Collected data
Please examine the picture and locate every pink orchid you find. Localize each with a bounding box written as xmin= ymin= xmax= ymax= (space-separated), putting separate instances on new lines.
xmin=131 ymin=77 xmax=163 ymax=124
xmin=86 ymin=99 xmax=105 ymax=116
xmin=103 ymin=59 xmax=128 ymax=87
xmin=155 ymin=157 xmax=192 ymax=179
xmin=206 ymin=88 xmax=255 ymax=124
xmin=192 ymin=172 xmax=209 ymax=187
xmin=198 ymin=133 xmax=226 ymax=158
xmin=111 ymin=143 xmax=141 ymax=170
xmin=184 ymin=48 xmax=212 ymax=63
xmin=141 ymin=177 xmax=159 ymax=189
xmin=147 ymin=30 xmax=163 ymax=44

→ **Task to carry out**
Write out every item above again, word for word, without changing anything.

→ **Problem solution**
Please examine the picture and locate every pink orchid you find. Localize each with a bounding box written as xmin= ymin= xmax= ymax= (space-separated), putting separate instances on new lines.
xmin=131 ymin=77 xmax=163 ymax=124
xmin=86 ymin=99 xmax=105 ymax=116
xmin=103 ymin=59 xmax=128 ymax=87
xmin=155 ymin=157 xmax=192 ymax=179
xmin=206 ymin=88 xmax=255 ymax=124
xmin=192 ymin=172 xmax=209 ymax=187
xmin=198 ymin=133 xmax=226 ymax=158
xmin=111 ymin=143 xmax=141 ymax=170
xmin=184 ymin=48 xmax=212 ymax=63
xmin=141 ymin=177 xmax=159 ymax=189
xmin=147 ymin=30 xmax=163 ymax=44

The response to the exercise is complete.